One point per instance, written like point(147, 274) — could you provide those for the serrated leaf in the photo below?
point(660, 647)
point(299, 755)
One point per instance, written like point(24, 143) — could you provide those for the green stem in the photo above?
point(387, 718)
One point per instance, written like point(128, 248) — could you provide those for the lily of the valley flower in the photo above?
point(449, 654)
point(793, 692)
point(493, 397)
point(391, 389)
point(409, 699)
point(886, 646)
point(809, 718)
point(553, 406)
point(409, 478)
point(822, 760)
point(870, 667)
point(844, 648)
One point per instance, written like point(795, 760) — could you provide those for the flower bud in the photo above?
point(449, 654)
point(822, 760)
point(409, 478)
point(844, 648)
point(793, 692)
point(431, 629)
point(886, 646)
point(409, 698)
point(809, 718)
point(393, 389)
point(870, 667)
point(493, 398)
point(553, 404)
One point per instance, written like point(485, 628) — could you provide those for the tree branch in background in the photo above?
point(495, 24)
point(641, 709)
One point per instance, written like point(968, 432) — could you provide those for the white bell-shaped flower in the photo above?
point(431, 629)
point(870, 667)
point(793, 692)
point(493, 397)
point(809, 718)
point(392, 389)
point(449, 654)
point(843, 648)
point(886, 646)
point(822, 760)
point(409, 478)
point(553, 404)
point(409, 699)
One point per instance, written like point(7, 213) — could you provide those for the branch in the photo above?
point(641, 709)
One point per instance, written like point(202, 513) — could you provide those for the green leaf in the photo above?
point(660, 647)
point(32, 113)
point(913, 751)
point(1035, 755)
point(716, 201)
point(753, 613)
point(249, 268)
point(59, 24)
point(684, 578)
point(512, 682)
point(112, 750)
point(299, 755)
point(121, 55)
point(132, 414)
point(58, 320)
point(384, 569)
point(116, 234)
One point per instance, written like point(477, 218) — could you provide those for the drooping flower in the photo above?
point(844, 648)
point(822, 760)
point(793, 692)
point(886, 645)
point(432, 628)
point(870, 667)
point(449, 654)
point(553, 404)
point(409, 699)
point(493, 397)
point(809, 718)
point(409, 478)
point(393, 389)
========================
**EXERCISE PROMPT**
Your reply should be an exact copy of every line from the line with "One point per instance, written like point(795, 760)" through the final line of the data, and nothing more.

**OUTPUT**
One point per instance, written like point(795, 760) — could you provide those for the flower bud in the photo above?
point(449, 654)
point(822, 760)
point(409, 478)
point(844, 648)
point(793, 692)
point(431, 629)
point(886, 646)
point(409, 698)
point(809, 718)
point(393, 389)
point(870, 667)
point(493, 398)
point(553, 404)
One point per instance, written like point(485, 628) — could you provide those for the tree branch in background in the photo above?
point(495, 24)
point(641, 709)
One point per instance, written like point(968, 432) — could you provide those for the white bell-shaped flower in the photo above?
point(431, 629)
point(870, 667)
point(793, 692)
point(493, 397)
point(809, 718)
point(392, 389)
point(449, 654)
point(843, 648)
point(886, 646)
point(822, 760)
point(409, 478)
point(553, 404)
point(409, 699)
One point per instance, written like point(7, 213) — could you provide those for the branch in the photo above?
point(641, 709)
One point per instance, written like point(202, 513) — could you provide those for the green leaf in the photo above?
point(660, 647)
point(32, 113)
point(913, 751)
point(1035, 755)
point(716, 201)
point(753, 613)
point(249, 268)
point(59, 24)
point(684, 578)
point(512, 682)
point(112, 750)
point(299, 755)
point(121, 55)
point(132, 414)
point(58, 320)
point(384, 569)
point(116, 234)
One point per instance, written like point(477, 218) — could you provide those for the drooping flower in the photo above?
point(844, 648)
point(822, 760)
point(793, 692)
point(886, 645)
point(432, 628)
point(870, 667)
point(449, 654)
point(553, 404)
point(409, 699)
point(493, 397)
point(809, 718)
point(409, 478)
point(393, 389)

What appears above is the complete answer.